TASK DETAILS - For the entries that appear below, write out the exact text and omit the pictures.

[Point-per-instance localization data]
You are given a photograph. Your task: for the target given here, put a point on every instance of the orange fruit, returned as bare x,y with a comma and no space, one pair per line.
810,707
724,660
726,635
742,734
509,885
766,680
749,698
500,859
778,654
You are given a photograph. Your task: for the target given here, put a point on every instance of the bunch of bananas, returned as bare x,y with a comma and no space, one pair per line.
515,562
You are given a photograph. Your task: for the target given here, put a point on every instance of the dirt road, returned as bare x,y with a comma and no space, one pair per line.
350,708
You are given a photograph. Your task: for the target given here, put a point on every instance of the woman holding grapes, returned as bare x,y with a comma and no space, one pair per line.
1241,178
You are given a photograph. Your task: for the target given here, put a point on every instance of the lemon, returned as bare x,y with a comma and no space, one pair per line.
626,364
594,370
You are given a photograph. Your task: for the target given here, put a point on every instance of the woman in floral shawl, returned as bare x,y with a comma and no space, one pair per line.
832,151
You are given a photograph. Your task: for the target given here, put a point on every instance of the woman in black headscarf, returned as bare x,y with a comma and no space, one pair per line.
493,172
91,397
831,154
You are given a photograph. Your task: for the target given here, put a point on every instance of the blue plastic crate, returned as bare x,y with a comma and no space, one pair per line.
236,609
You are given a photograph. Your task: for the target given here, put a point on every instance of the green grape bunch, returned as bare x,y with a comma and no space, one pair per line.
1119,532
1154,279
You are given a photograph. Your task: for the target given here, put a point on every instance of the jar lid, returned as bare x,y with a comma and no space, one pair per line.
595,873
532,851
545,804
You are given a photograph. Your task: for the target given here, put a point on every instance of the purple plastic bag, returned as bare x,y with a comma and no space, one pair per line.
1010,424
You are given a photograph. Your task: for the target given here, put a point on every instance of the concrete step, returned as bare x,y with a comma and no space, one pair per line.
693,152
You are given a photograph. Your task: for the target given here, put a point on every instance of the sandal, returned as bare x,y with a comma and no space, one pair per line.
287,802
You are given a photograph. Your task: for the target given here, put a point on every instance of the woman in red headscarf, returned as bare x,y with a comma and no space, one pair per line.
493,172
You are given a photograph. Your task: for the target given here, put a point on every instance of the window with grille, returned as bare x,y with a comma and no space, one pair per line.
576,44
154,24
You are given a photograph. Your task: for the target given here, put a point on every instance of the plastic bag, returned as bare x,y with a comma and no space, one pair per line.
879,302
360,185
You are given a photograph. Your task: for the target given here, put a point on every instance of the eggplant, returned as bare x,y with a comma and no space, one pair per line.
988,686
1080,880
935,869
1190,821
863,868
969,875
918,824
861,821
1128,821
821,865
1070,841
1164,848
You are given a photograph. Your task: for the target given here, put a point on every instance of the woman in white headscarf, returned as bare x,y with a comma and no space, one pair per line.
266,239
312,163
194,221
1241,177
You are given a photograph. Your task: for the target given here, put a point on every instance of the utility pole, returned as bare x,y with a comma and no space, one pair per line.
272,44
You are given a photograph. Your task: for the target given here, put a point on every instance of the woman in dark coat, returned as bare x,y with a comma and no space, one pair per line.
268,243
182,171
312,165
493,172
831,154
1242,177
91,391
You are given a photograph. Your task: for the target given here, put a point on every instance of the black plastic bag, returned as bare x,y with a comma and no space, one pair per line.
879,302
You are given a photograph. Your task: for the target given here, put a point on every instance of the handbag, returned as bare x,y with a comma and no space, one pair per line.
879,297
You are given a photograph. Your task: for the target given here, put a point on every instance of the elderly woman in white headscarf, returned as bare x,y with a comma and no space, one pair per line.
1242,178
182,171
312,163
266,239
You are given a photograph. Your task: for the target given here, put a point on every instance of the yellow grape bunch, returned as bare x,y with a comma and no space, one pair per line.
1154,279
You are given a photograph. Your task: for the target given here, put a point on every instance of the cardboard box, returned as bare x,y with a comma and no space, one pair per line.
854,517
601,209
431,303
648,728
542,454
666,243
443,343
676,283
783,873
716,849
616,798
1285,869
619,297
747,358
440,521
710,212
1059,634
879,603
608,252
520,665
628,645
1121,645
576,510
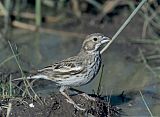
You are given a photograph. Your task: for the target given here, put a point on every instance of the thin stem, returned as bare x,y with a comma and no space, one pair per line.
124,24
38,13
146,104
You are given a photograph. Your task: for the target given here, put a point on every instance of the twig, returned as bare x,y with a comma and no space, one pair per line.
9,109
124,24
146,104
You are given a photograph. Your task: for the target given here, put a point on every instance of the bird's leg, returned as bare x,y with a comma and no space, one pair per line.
83,94
69,99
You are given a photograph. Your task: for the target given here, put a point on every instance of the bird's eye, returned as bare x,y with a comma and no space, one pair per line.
95,39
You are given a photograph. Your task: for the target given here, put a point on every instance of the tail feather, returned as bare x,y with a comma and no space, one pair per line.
33,77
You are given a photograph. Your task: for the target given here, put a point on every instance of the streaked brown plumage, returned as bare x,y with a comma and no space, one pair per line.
77,70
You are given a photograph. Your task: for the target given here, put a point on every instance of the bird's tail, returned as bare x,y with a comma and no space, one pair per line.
32,77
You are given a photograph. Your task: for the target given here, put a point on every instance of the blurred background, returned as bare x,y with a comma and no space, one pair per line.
41,32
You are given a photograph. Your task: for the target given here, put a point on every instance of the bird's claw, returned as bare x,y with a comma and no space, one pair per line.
88,97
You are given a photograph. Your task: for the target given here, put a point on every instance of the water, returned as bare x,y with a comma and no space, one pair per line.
122,72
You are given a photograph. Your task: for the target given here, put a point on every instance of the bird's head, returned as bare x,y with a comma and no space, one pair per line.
93,42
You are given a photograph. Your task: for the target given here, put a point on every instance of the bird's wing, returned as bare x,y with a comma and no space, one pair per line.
67,67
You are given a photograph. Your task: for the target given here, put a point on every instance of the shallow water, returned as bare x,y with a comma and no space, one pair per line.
122,72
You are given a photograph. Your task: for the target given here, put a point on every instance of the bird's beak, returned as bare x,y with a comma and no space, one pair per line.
105,40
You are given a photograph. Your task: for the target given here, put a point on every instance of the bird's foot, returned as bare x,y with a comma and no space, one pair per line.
87,97
75,105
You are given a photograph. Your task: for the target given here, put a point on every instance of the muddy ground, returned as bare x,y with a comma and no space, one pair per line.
56,106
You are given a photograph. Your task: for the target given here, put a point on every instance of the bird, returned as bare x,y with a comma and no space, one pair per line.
77,70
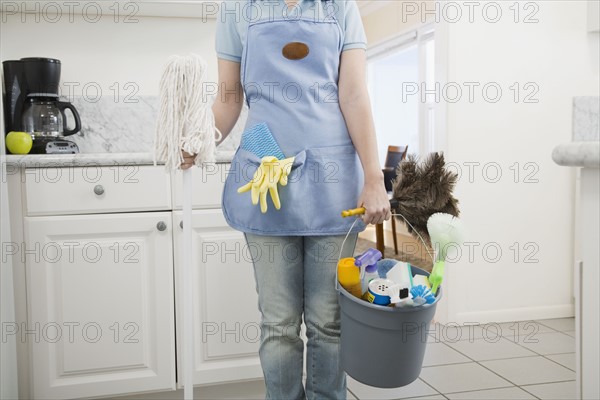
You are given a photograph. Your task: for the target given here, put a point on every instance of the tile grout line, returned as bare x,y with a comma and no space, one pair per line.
352,393
535,354
538,384
474,361
556,362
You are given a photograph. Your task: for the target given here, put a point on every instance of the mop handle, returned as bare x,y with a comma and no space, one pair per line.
362,210
353,211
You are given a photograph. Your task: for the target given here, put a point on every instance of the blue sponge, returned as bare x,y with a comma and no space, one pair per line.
259,140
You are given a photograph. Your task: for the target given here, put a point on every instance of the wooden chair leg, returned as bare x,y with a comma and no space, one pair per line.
394,235
379,239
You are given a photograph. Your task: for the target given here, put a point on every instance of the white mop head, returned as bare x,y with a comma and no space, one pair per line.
185,119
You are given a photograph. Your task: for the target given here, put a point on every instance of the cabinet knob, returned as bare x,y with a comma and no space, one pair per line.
99,190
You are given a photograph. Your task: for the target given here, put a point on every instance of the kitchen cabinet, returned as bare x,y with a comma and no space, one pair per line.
101,259
100,292
587,276
227,327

SOLUTION FOR THIS TASK -
You are given a photograph. Your task: for the target given here, put a point on every instance of the orange fruit, returned as bare x,y with a comma and no space, one pair per line.
810,707
724,660
726,635
742,734
509,885
766,680
749,698
500,859
778,654
You are given a photograph. Your task: for the target given here, put a point on every instance of the bunch of bananas, returned as bare x,y with a comma and no space, one pair per line.
515,562
You are given a photograph. Your task: for the target given here, put a point on every instance of the dirt road, returned as bare x,y with a comma and no space, one pair per line.
350,708
You are given a photograph. Your task: for the target given here, put a point on every instance of the woman holding grapes, returned as bare x,y with a comma and no space, one pair per line.
1241,178
You are given a photograph. Your task: for the target given here, put a point on every instance of the lemon, returned as bare x,y with a comma and no space, one pair per line.
626,364
594,370
You are given a photograph. Your task: for the target given here, put a point on every instance of the woman in floral shawl, returned as bare x,y with a comma and no space, one pair per line.
832,151
You are given a photograph. Your task: for the target given here, put a point on every instance of the woman in black headscarf, returned as bare x,y with a comma and no space, one pair per line.
493,172
91,397
831,154
You are given a photograph. Your task: for the target given here, put a point on every instance of the blue plastic crate, returned as bare x,y with a comma and no space, one pair per line.
236,609
You are given a photograph. Your task: for the target given here, put a point on every instance of the green grape bunch, returned as bare x,y with a comma and no space, one pair per line.
1119,532
1154,279
You are given a photograph. Your task: for the target given here, put a point on every instance of the jar lid, returned as bare x,y with a comma and no space, one pair per line.
595,873
532,851
545,804
You are given a photograph. Your task: for the target given here, put a point on every instance of the purple plastic bag, returned as bare x,y with a comma and no space, one pair per line.
1010,424
You are given a photograph. Your task: for the target given here, put a point on every instance of the concrete step, returned as bare x,y with a comma and no space, one pair per line.
693,152
You are given a photograph. Your task: for the target given here, put a point on every instance of the sandal, returned as bare x,y with a comma and no space, one pair per line.
287,802
You are given a photograph. Your task: for the target given here, put a point on every instance of the woman in red headscarf, returned as bare x,y with a comma and no space, one pair per line.
493,172
You are given a photograph. Your task: for the target given here, put a point on every instance of the window with grille, returned as bare x,y with a comma and no space, one pair per line.
576,44
154,24
You are given a photograph. Your task: for the target given here, put a point on every instance of the plastic bag, returned as bare x,y with a comma and no space, one pair per line.
879,302
360,185
You are given a photograph. Your task: for the target given here, put a point on every instance of the eggplant, returned as bare x,y with a comma and no space, one pair per line.
988,686
1080,880
935,869
1190,821
863,868
969,875
918,824
861,821
1128,821
821,865
1070,841
1164,848
You are given a photograph. Your task: for the target given here, put a point on every instance of the woman in white headscarf, returned as bare x,y with a comma and no space, one pair per line.
266,239
312,163
194,221
1241,177
You are given a photograph. Your task: for the target given here, put a point on every instance of the utility pole, returned as bare x,y with a comma and no space, one pair per line.
272,44
You are given a photograph. Your task: for the target given here, put a point on every instance of the woman in dark coat, returned as bare x,y with a comma and no space, one pair per line.
268,243
182,171
312,165
493,172
831,154
1242,177
91,391
You are given a photograph. Your task: for the target given here, put a point on every instance of the black plastic bag, returned as bare x,y with a comma and no space, one pair per line.
879,302
You are given a photograph. Your task: for the target given here, put a point on every instance of the handbag, returned as bare x,y with a comma and no space, one pair per line.
879,297
You are given a photograph. Your task: for the target given here, put a point on every instance of the elderly woman in white headscarf, returned as bare x,y with a comma and no space, one pair per line.
1242,178
182,171
312,163
266,239
You are given a photograph. Your task: for the target given here, put a point on every instance of the yellow grape bunch, returned as bare x,y with a comma and no space, one pair per line.
1154,279
You are given a photograph. Your task: for the target given here, put a point on every instance of the cardboard box, returned as bare x,y with a comma and no space, one pair per line.
854,517
601,209
431,303
648,728
542,454
666,243
443,343
676,283
783,873
716,849
616,798
1285,869
619,297
747,358
440,521
710,212
1059,634
879,603
608,252
520,665
628,645
1121,645
576,510
You are given a photograph. Your task: for the target given here, put a point on every instance of the thin stem, returned as bare x,y with a comma and no space, one pair per line.
124,24
38,13
146,104
You are given a photograph. Your task: for the target given here, put a point on every instance of the twig, returned as bare x,y with a comma and no space, one pair per line.
9,109
124,24
146,104
You are given a photograph. Your task: for the target given here, put a point on every instance of the bird's leg, returned as bare x,y with a comma and no space, one pair per line.
83,94
69,99
You are given a photograph. Your task: for the target given here, put a point on every instance of the bird's eye, returned as bare x,y with a comma and no space, one pair per line.
95,39
You are given a photograph. Your task: for the target given here, put a point on every instance of the tail feather, returned as bare x,y with a comma and no space, one pair per line.
33,77
You are given a photograph. Your task: for the target given here, put a point on every instance of the streaked brown plumage, returned as bare x,y with a comma and no space, one pair per line.
77,70
You are given a photograph. Your task: for the target given here, put a point on every instance of the bird's tail, returned as bare x,y with a comma and no space, one pair per line.
32,77
You are given a photograph. Your task: for the target given here, put a point on every instance of the blurred background, returned as bare x,y with a comma and no space, one pair per line.
41,32
You are given a photograph. Your task: for the target given here, put a point on every instance of the bird's claw, returned as bare x,y with a comma and no space, one pair per line.
88,97
You are given a photograph. Your task: for the target given here, put a point on every instance of the water, returned as bare x,y with a comma and no space, one pair per line.
122,72
You are given a photograph. Your task: for the target given here, put a point on every instance of the bird's head, returned as bare x,y with a comma and no space, one pair per line.
93,42
You are given a photograph. Your task: for the target given here, put a point on every instance of the bird's wing, returned as bare x,y with a comma and no space, one pair per line.
67,67
You are given a photograph. Your task: for the target given here, put a point on every instance of the shallow water, returned as bare x,y with a comma and no space, one pair per line.
122,72
You are given a photograph. Your task: for the target given here, put a point on every instance of the bird's beak, returned as bare x,y with a comma and no space, one pair per line.
105,40
You are given a photograph. Your task: for the target given here, put a point on every instance of the bird's foot, returned as bare x,y with a comma and no space, one pair per line.
87,97
75,105
You are given a photograph. Your task: for the target given here, put a point on every instance of the muddy ground, returned as bare x,y with a comma and no space, one pair per line.
56,106
You are given a photograph. Your task: for the target given here, put a point on every instance of the bird, returned as bare x,y with a comma and no space, one pair per line.
77,70
You are given a photograph. Your task: for the target given here, put a point on every instance of the tile grout line, returned as bare x,y with a comma and no space, one pair per line.
352,393
535,354
538,384
474,361
556,362
You are given a photograph. Your task: for the target given here, put a point on every instance of the mop handle, returned as bare x,y with a comma and no space, one pair per line.
362,210
353,211
You are given a photograph. Your task: for the target given here, put a point on every instance of the blue sponge, returned as bare x,y with a comma and no space, one pair per line.
259,140
You are given a photograph. Your task: for the target given here, put a point on every instance of the wooden chair leg, returned as bare x,y with a comma and no space, one pair per line.
394,235
379,239
You are given a photograph. Your task: for the target given here, put a point on every instance of the white mop head, returned as bare x,y with a comma and no space, one pair per line.
185,119
You are given a photograph. Your task: for the target given here, put a point on every instance of the cabinet knob, returned as bare x,y with a comma and no space, one pair per line.
99,190
You are given a photograph. Your task: for the target given here, put a point on every instance of the kitchen cabinet, returned as bare x,y with a comma and no space, one pair per line.
101,259
100,292
587,276
227,327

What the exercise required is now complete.